トヨタ自動車は2021年6月以降、福島県との水素・技術を活用した未来のまちづくり活動を進めている一環で、デンソー福島工場で水素を利活用した再生可能エネルギーの自家消費を始動させる。

 

具体的には、「MIRAI」のFCスタックなどを流用し、水を電気分解して水素を製造する水電解装置を新たに開発。今後の普及促進に向けた技術実装の場として、今年3月から先のデンソー福島福島工場で、クリーンな水素を工場ガス炉で自家消費する「水素地産地消」モデルの構築に取り組んでいく。

 

なおこのデンソー福島工場に於ける水素利活用は、国立研究開発法人新エネルギー・産業技術総合開発機構(NEDO)の助成事業としての実施となる。

 

水電解装置の内部構造

 

水電解装置の特徴は、先の通りで「MIRAI」やFCバス「SORA」に搭載しているFCスタックを流用した水電解装置となっており、トヨタが長年にわたるFCEV開発で培ってきた技術、世界の様々な使用環境の中で蓄積してきた知見・ノウハウを活かして新開発した。

 

その特徴は、以下の通り

 

水を電気分解するスタック(水電解スタック)に使用しているセルは、2014年12月の初代「MIRAI」発売以降、700万枚以上(FCEV約2万台分)の量産・使用実績に裏付けられた高い信頼性を確保。

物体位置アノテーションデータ
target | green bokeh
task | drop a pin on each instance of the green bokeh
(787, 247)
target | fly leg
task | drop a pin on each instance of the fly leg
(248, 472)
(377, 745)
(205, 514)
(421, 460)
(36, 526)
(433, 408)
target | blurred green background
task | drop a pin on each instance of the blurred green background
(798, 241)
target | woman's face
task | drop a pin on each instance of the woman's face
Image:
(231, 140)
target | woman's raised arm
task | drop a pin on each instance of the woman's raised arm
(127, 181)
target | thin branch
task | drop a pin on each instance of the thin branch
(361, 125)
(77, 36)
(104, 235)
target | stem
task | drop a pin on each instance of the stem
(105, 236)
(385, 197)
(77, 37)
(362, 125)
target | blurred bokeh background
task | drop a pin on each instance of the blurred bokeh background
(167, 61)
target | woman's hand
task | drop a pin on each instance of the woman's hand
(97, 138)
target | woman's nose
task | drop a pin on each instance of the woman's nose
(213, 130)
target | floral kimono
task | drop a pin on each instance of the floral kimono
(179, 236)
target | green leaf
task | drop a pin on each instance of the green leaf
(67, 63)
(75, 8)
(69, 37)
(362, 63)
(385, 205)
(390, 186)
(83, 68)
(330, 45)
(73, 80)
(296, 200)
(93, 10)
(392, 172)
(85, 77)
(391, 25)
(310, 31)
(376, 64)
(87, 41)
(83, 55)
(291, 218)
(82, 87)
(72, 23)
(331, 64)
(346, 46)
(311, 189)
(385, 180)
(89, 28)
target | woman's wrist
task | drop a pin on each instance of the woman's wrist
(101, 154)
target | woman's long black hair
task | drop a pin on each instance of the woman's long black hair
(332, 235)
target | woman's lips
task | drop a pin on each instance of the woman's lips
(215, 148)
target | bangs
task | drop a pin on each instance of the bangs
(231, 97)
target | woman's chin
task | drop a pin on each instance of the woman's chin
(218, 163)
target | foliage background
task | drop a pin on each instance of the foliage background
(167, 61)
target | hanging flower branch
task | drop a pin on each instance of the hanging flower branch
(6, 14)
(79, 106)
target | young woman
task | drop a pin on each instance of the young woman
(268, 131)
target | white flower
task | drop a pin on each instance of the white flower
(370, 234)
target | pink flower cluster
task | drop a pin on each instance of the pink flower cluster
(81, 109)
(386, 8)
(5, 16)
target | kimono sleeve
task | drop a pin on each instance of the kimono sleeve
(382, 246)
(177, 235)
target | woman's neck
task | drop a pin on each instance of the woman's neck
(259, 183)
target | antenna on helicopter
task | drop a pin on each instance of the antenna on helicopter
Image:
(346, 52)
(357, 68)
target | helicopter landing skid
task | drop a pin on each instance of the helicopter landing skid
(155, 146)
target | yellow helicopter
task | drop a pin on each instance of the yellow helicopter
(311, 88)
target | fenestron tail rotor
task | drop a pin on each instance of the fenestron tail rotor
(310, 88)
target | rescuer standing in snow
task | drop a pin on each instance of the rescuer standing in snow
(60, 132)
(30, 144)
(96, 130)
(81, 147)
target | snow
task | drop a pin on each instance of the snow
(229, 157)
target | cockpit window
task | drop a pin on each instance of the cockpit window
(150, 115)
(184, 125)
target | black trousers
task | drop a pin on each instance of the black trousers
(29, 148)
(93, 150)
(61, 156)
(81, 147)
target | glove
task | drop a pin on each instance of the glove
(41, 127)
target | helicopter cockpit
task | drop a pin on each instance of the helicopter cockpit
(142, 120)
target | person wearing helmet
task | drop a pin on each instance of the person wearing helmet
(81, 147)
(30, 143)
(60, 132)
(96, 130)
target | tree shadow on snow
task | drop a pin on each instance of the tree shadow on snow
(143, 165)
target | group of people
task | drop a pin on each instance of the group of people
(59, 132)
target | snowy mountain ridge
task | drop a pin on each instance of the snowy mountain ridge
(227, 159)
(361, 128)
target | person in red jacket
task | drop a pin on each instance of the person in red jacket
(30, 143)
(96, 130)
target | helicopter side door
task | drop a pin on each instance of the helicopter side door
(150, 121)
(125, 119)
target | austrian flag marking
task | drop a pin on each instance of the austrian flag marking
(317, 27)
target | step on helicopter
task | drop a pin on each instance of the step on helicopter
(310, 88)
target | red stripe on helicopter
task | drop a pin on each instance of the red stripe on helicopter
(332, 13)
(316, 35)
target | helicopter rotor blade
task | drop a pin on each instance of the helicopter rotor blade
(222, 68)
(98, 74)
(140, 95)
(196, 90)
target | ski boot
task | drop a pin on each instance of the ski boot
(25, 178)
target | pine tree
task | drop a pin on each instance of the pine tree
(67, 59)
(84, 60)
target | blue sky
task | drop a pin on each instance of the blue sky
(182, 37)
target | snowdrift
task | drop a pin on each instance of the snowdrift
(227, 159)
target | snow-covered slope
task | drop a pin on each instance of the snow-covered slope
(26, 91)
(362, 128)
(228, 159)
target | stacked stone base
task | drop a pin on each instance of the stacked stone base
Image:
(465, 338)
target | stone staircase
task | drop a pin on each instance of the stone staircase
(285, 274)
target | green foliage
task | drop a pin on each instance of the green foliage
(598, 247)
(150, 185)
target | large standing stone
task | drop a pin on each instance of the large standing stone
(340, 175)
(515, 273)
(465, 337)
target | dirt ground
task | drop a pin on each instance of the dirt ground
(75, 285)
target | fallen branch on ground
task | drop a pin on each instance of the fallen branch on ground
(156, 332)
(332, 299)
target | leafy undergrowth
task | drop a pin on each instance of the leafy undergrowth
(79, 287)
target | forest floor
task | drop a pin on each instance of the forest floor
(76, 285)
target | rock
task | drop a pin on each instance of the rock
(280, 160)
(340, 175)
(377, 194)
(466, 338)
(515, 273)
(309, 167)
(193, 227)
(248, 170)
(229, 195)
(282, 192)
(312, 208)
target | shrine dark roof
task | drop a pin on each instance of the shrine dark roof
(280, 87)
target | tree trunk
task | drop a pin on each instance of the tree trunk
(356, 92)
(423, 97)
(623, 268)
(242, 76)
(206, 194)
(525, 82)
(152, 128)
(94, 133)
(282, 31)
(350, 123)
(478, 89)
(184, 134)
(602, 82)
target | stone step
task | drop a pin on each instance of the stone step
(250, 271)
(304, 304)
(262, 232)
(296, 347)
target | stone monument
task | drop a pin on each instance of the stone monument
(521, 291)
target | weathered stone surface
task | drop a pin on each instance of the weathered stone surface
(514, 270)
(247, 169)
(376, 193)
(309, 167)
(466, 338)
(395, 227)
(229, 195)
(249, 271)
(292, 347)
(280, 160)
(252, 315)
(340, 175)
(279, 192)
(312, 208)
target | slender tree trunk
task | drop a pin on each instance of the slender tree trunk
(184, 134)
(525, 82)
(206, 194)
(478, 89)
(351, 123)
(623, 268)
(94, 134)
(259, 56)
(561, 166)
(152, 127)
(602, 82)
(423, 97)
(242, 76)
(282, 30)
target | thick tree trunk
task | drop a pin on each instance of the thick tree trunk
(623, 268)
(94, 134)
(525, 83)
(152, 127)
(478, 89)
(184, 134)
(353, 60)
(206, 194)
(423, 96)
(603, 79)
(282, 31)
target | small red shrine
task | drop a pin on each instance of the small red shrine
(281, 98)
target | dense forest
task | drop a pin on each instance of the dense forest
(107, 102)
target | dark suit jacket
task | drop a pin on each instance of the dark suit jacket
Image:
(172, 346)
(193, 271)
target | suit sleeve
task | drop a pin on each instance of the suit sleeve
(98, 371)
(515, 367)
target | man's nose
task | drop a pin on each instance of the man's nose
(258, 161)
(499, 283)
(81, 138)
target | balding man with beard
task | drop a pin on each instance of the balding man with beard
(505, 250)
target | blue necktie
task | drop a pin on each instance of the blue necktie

* [やること]:
a) 水素利活用の記事では、デンソー福島工場での水素利活用はどの機関の助成事業として行われるとされていますか。
b) 水素利活用の記事を最後の文の後から引き取り、続きを書いてください。
この資料は本文とは関係ありません。

* [解答一覧]:
a) 国立研究開発法人新エネルギー・産業技術総合開発機構(NEDO)です。

b)
トヨタは、FCEV用に開発し初代MIRAI以降搭載しているスタックのセパレーターにチタンを採用し、耐食性の高いチタンの特性を活かして水電解装置に求められる耐久性の向上を追求。長期にわたり安心してお使いいただけるよう、約8万時間の稼働を経ても初期とほぼ変わらない性能維持を目指して開発。

 

水電解スタックの生産過程において、FCEV用FCスタックの部品及びFCスタック生産設備の90%以上の流用/共用が可能であり、これによる量産効果により、今後、普及可能なコストレベルを追求。

 

さらに、長年にわたるFCEV開発で培ってきた技術・知見・経験を活かすことにより開発期間の大幅な短縮が可能。

 

水電解装置の構成

 

サイズ(縦×横×高さ):約2.3m×約5.8m×約2.8m
水素製造能力:約8kg/時間
水素製造エネルギー:53kWh/水素製造1kg
スタック種類:固体高分子形
※数値は目標値であり、変更となる場合もある。

 

スタックの使い方 : 燃料電池(FC)と水電解

 

なお同水電解装置に搭載するスタックなどは、3月15日~17日に東京ビッグサイト(東京都江東区)で開催される「FC EXPO(水素・燃料電池展)」に出展される。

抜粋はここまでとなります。